:: Exercise directions ::
Answer these questions using the passage on conflict prevention:
(a) What term does the international community, especially the UN, use for information gathering and knowledge production about a state's internal developments?
(b) Which country and which years does the analysis of preventive diplomacy cover?
(c) How does the passage frame the recent return to conflict prevention?

## start Text passage

Contemporary conflict prevention depends on information gathering and knowledge production about developments within the borders of a state, whose internal affairs have been deemed precarious by external actors. The international community, especially the United Nations (UN), calls this early warning and early action. However, for governments whose affairs are considered in need of monitoring, preventive endeavours-and the knowledge production they entail-can be seen as 'early aggression'. In this article, we argue that seeing knowledge production as having power effects reveals contemporary conflict prevention as an interventionary practice. Through an analysis of the international community's preventive diplomacy vis-à-vis Burundi (2015-2016) we highlight three unintended power effects: privileging the UN's knowledge production created resistance to international involvement from the Government of Burundi, it led to a change in patterns of violence and to a backlash against the institutionalization of international monitoring beyond Burundi, and it enabled arguments for further, more forceful, intervention possibilities. This framing enables us to understand the recent return to conflict prevention not as a retreat from liberal interventionism, but as a pragmatic response to its purported crisis. Crucially, although conflict prevention falls short of military intervention, it nonetheless leaves important interventionist footprints.

## end Text passage
## start Data section

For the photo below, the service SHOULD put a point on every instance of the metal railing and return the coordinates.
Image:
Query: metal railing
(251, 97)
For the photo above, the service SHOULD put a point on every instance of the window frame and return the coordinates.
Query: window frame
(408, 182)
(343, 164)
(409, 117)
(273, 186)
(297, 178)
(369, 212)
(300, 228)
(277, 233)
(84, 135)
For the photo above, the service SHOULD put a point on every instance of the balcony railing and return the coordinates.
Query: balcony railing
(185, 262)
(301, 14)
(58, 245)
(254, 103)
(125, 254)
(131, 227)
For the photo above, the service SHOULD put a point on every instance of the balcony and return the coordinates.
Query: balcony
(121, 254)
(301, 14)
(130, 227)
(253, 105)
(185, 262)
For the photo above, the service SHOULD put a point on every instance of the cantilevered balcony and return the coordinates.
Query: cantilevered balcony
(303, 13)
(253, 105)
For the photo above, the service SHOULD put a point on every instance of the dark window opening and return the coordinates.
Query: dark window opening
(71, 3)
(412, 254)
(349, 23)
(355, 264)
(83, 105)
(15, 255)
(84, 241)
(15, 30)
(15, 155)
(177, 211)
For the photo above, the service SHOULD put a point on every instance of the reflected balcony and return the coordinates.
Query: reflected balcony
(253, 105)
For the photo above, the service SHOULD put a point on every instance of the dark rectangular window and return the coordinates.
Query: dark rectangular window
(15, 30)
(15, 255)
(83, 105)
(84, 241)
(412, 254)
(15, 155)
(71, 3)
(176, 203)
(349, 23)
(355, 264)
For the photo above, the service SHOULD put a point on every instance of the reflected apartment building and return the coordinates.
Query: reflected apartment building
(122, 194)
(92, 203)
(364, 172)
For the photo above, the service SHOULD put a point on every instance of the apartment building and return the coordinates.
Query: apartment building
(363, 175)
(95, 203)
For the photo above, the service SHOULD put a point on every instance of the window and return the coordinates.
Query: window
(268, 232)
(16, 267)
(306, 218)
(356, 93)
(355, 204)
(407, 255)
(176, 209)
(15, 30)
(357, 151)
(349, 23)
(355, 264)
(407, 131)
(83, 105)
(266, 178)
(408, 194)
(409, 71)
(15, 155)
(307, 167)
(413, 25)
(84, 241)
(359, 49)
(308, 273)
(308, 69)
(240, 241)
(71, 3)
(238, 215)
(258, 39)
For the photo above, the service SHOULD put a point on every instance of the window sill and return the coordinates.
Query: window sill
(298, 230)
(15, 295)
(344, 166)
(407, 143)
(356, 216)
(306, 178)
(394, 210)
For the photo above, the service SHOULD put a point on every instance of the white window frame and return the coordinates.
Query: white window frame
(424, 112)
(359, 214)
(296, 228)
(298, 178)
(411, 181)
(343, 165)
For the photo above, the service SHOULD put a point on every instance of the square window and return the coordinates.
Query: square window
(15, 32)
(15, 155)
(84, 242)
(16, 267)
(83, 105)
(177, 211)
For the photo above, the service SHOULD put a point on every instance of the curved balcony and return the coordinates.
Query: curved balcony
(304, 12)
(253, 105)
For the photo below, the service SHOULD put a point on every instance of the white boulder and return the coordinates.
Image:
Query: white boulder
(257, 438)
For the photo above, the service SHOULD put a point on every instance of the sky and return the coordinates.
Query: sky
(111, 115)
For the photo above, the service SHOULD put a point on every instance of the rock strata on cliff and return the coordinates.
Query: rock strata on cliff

## end Data section

:: Result of this task ::
(a) Early warning and early action.
(b) Burundi, 2015-2016.
(c) It frames the return not as a retreat from liberal interventionism but as a pragmatic response to its purported crisis.